From the data below, pull out the lines starting with the one containing "Provide one marker per instance of the palm frond" and running through the one containing "x=80, y=727", and reproduce them without any change.
-*-
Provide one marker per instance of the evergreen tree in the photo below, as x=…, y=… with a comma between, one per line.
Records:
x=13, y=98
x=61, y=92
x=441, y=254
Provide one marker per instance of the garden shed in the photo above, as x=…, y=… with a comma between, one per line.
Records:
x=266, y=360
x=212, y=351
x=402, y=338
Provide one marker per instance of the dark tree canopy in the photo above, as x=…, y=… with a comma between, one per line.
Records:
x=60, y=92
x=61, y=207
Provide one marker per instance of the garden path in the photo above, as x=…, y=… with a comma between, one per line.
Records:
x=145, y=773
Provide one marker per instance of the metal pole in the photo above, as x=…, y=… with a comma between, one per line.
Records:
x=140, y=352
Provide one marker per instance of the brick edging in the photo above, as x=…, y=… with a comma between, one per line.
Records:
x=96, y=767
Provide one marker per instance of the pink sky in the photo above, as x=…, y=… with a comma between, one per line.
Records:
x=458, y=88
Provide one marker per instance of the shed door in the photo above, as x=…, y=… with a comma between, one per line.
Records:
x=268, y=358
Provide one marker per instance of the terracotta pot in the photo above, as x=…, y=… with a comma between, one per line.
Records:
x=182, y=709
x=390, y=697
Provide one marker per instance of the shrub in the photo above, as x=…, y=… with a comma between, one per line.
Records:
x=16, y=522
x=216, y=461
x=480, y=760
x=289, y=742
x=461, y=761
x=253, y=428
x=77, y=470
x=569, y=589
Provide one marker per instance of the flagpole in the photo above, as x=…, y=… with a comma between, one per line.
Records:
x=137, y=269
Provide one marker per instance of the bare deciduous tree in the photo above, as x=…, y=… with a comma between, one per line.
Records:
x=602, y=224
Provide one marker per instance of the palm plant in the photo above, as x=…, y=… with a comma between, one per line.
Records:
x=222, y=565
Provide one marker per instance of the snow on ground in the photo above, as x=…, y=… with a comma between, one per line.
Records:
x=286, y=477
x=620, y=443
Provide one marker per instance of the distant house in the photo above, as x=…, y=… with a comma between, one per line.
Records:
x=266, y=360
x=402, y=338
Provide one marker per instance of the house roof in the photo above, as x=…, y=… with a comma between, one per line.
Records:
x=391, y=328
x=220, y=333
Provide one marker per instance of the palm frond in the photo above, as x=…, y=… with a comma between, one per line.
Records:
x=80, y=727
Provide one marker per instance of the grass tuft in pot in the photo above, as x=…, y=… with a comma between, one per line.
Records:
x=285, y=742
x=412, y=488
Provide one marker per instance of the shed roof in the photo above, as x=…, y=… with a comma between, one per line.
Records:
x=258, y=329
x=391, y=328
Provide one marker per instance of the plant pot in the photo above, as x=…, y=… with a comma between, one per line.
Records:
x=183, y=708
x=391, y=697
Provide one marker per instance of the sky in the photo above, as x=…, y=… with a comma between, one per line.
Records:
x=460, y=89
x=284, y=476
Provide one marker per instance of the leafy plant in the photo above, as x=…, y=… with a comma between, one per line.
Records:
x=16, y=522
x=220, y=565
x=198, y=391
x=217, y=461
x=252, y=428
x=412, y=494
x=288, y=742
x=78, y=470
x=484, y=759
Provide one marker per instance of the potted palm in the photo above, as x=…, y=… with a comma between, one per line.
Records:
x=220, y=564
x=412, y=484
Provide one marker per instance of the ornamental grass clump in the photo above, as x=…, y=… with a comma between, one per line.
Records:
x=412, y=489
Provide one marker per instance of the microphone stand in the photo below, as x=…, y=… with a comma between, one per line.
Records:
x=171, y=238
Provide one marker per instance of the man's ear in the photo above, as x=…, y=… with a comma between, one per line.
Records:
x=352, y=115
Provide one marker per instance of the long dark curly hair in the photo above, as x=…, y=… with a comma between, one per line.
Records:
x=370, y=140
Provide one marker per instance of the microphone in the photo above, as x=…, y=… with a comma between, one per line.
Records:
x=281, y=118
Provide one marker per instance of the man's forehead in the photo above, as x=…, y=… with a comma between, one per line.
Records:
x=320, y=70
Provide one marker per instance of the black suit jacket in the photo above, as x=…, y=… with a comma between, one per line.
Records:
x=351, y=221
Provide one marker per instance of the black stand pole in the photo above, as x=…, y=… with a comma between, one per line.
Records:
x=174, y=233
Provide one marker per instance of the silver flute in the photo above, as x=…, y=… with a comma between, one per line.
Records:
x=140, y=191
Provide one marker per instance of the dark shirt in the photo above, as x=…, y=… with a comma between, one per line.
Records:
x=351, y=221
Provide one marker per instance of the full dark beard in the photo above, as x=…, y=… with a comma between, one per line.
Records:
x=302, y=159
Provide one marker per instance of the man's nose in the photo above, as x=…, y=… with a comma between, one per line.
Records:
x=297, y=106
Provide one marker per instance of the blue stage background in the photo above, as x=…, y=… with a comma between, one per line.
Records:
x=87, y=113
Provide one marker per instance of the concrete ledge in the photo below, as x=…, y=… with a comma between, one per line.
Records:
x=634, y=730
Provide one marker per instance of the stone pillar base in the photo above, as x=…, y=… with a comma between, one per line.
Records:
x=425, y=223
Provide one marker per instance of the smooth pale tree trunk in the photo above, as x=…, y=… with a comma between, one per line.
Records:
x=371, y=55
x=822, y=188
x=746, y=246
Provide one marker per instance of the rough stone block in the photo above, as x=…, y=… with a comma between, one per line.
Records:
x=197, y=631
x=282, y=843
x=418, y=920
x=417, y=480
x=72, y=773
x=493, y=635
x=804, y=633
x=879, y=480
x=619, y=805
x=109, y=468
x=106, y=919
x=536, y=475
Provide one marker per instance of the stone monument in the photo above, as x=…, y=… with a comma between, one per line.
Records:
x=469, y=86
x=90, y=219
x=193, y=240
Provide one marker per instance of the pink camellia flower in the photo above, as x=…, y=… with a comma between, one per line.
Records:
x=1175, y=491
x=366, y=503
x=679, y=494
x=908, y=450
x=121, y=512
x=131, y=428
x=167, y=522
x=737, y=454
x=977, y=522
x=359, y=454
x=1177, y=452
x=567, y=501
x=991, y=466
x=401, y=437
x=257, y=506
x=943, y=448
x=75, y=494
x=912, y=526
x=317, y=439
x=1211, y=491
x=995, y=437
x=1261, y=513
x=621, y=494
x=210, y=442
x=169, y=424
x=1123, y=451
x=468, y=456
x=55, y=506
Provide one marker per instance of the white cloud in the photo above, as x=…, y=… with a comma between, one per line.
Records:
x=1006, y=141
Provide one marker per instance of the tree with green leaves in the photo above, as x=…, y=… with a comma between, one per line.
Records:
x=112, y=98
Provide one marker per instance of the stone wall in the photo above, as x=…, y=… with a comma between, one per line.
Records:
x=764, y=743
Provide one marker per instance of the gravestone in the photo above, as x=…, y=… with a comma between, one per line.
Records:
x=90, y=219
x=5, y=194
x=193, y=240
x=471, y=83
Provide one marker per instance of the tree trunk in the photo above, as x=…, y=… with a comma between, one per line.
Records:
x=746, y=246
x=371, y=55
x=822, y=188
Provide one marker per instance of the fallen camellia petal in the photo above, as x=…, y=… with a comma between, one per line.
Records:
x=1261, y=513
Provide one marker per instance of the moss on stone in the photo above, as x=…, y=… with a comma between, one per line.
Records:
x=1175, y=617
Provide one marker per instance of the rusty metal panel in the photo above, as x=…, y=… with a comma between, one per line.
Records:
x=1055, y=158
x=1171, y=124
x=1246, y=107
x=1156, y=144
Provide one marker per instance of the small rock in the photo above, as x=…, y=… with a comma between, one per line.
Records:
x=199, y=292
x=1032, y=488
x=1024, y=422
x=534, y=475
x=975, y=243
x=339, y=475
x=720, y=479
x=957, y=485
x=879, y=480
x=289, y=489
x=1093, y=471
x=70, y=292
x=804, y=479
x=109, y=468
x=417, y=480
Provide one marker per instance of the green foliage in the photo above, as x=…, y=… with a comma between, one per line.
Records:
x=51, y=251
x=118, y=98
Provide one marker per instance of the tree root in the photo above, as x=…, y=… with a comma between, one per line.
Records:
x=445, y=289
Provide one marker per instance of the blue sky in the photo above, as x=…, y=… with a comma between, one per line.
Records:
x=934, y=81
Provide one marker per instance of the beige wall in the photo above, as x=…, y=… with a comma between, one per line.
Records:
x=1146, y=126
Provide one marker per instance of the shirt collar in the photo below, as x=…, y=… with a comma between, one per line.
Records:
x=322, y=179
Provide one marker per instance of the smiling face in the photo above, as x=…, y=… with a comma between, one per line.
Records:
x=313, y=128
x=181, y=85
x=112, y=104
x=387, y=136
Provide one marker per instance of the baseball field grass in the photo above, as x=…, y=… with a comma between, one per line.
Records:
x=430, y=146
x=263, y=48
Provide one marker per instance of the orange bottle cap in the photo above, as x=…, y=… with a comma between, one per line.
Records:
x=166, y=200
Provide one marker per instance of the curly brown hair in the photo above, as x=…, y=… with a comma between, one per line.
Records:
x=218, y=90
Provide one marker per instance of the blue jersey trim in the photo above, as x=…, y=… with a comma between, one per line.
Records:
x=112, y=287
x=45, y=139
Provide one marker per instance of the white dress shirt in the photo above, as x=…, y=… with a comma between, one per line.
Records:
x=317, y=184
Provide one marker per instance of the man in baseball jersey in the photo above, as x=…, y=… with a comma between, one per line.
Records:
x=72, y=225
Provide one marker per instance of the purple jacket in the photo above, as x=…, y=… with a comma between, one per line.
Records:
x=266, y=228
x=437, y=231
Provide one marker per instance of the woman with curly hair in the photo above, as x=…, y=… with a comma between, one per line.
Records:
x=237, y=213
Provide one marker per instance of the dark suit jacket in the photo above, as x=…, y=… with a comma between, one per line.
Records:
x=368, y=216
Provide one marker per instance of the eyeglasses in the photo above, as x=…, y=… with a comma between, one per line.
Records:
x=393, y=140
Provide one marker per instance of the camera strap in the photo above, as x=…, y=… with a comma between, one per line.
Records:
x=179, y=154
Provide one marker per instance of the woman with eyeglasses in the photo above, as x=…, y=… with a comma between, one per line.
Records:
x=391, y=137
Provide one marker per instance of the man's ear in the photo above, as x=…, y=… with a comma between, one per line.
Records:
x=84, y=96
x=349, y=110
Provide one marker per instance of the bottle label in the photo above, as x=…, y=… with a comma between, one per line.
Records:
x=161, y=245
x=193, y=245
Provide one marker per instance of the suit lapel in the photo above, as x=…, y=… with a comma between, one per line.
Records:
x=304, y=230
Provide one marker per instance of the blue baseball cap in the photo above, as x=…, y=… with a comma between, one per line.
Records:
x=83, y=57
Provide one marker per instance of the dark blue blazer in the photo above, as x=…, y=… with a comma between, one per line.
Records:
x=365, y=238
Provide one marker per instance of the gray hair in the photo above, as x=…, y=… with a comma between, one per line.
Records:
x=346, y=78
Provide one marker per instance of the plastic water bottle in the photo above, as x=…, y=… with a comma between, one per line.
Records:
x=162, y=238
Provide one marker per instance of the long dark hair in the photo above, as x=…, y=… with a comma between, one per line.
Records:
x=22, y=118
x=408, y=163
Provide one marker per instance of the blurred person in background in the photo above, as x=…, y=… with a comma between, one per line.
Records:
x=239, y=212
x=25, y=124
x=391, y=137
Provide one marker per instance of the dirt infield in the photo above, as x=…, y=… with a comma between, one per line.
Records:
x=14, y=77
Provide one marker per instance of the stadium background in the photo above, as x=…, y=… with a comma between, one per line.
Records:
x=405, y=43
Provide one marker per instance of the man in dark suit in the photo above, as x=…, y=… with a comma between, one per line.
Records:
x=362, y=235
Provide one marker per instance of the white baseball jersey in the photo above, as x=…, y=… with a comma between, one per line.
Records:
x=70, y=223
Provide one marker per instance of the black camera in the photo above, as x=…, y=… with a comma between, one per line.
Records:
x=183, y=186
-*-
> [RESPONSE]:
Provide one marker per instance of the palm frond in the photo above, as x=…, y=… with a comma between, one per line.
Records:
x=80, y=727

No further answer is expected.